■ **Supplied passage**:
____

A rocket stove's main components are:
Fuel magazine: Into which the unburned fuel is placed and from which it feeds into the combustion chamber
Combustion chamber: At the end of the fuel magazine, where the fuel burns
Chimney: A vertical chimney above the combustion chamber to provide the updraft needed to maintain combustion
Heat exchanger: To transfer the heat to where it is needed (cooking pot or other load).
The fuel magazine can be horizontal, with additional fuel added manually, or vertical, with fuel automatically fed. As the fuel burns in the combustion chamber, convection draws new air into the combustion chamber from below, ensuring that any smoke from smoldering wood near the fire is also drawn into the fire and up the chimney. The chimney can be insulated to increase the temperature and improve combustion; according to studies this can increase efficiency by up to two percent. In a rocket mass heater, the heat is passed to a heat exchanger to ensure the efficient use of the generated heat.
For cooking purposes, the design keeps the cooking vessel in contact with the fire over the largest possible surface area. A pot skirt can be used to create a narrow channel that forces hot air and gas to flow along the bottom and sides of the cooking vessel. Optional baffles guide hot air and flame up the sides of the pot. For space heating purposes, the heat is transferred to a heat store which can, in some cases, be part of the structure of the house itself. The exhaust gases then pass out of the building via the chimney.
The design of the rocket stove allows it to operate on about half as much fuel as a traditional open fire, and it can use smaller-diameter wood. If the stove is insulated and raised from the floor, the danger of children burning themselves is reduced. Some more recently designed rocket stoves are self-feeding, using gravity to add fuel to the fire as required.
Recent Adaptations
There have been a number of new cook stove designs based on the original rocket stove. Many are being developed with alternative fuel options, such as solar powered cook stoves. [1] Designing stoves that generate electricity is another emerging trend. For example, the BioLite stoves use a thermoelectric generator to generate electricity suitable for powering USB devices.

____

■ **Record extracts**:
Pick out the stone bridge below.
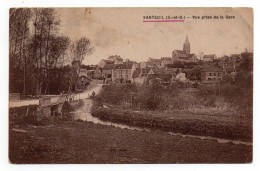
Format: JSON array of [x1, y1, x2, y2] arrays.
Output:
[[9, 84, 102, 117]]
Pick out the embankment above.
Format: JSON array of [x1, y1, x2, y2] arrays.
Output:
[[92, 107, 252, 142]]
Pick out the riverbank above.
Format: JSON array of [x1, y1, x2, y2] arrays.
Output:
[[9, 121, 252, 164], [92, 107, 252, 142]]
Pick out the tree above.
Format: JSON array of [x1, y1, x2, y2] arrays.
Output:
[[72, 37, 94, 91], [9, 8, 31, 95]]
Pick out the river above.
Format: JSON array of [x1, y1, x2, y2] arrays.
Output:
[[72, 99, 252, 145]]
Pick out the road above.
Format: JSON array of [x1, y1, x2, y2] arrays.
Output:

____

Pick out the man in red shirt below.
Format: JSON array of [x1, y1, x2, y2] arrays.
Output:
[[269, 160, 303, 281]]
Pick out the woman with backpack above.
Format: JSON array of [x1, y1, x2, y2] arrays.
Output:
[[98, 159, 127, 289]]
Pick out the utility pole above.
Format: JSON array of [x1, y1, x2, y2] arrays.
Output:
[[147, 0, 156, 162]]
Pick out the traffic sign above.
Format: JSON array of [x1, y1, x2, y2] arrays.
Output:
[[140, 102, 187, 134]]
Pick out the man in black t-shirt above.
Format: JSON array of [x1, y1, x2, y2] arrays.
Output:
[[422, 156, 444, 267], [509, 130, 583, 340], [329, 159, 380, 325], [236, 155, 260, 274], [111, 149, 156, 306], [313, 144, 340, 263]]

____

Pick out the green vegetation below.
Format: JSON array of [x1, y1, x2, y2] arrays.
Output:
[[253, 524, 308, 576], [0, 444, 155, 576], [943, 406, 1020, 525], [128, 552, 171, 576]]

____

■ **To be done**:
1 – From the rocket stove passage, extract everything from "The fuel magazine can" down to "the generated heat.".
2 – Name the main components of a rocket stove that the rocket stove passage lists.
3 – Write what follows in the rocket stove passage, starting after its final sentence.
None of the data is needed here.

■ **Task-by-task answers**:
1 –
The fuel magazine can be horizontal, with additional fuel added manually, or vertical, with fuel automatically fed. As the fuel burns in the combustion chamber, convection draws new air into the combustion chamber from below, ensuring that any smoke from smoldering wood near the fire is also drawn into the fire and up the chimney. The chimney can be insulated to increase the temperature and improve combustion; according to studies this can increase efficiency by up to two percent. In a rocket mass heater, the heat is passed to a heat exchanger to ensure the efficient use of the generated heat.

2 –
Fuel magazine
Combustion chamber
Chimney
Heat exchanger

3 –
History
A precursor to the rocket stove was the argand lamp, which was patented in 1780. This was a major development of the traditional oil lamp, which introduced a glass chimney above the flame to increase air-flow. As well as being used for lighting, this design was also used for cooking and heating water due to its "affording much the strongest heat without smoke".[2]
Dr. Larry Winiarski, now Technical Director of Aprovecho, began developing the Rocket Stove in 1980 based on a VITA stove, designed by Sam Baldwin,and re discovered the principles of the systems developed by the Romans in hypocaust heating and cooking systems.[3][4] TWP and AHDESA were winners at the Ashden Awards for Sustainable Energy in 2005 in the "Health and Welfare" category for their work in Honduras with the "Justa Stove", based on principles of the rocket stove.[5] Aprovecho were winners of the Special Africa Award at the Ashden Awards in 2006 for their work with rocket stoves for institutional cooking in Lesotho, Malawi, Uganda, Mozambique, Tanzania and Zambia.[6]
Uses
Barrel rocket stove for outdoor cooking
Rocket stove attached to a heat exchanger to heat water
Cooking
The rocket stove was originally developed for cooking, where a relatively small amount of continuous heat is applied to the bottom and sides of a cooking pot. Stoves can be constructed from brick, recycled steel cans, or steel sheet metal, or can be purchased.
Although rocket stoves are found more commonly in third world countries where wood fuel sources are more scarce, they have seen in recent years increased use in developed countries, such as the United States. Some are small for portability, with insulation inside a double-walled design and a chamber for partial biomass gasification and additional mixing to increase BTU production and to provide a cleaner, more complete burn. The advantage of rocket stoves is the very little fuel they need, such as wood and dry weeds, to be able to cook a whole meal with it, keeping the air cleaner with less hydrocarbons and carbon monoxide.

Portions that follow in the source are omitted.